= Mixed waste (radioactive/hazardous) =

According to the United States Environmental Protection Agency, mixed waste (MW) is a waste type defined as follows; "MW contains both hazardous waste (as defined by RCRA and its amendments) and radioactive waste (as defined by AEA and its amendments). It is jointly regulated by NRC or NRC's Agreement States and EPA or EPA's RCRA Authorized States. The fundamental and most comprehensive statutory definition is found in the Federal Facilities Compliance Act (FFCA) where Section 1004(41) was added to RCRA: "The term 'mixed waste' means waste that contains both hazardous waste and source, special nuclear, or byproduct material subject to the Atomic Energy Act of 1954."

Mixed waste is much more expensive to manage and dispose of than waste that is solely radioactive. Waste generators can avoid higher charge back costs by eliminating or minimizing the volume of mixed waste generated.

==US EPA hazardous waste definition==
The EPA defines hazardous waste as the following: A subset of solid wastes that pose substantial or potential threats to public health or the environment and meet any of the following criteria identified 40 CFR 260 and 261:

- It is specifically listed as a hazardous waste by EPA
- It exhibits one or more of the characteristics of hazardous waste (ignitability, corrosivity, reactivity, and/or toxicity);
- It is generated by the treatment of hazardous waste; or is contained in a hazardous waste.
------------------------------------------------------------------------
The task:
In the text on mixed waste, which act added Section 1004(41) to RCRA?

Given material:
------------------------------------------------------------------------
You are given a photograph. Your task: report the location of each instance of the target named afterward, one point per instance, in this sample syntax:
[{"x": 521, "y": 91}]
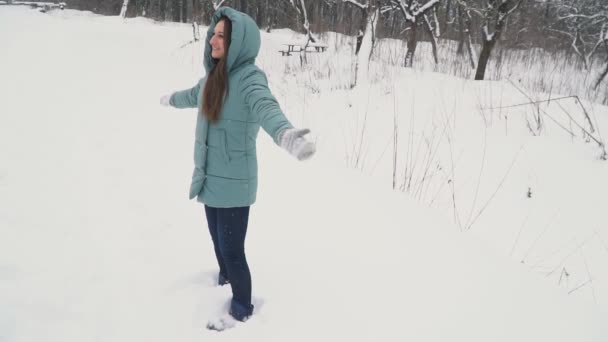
------------------------------------------------------------------------
Output below:
The Federal Facilities Compliance Act (FFCA).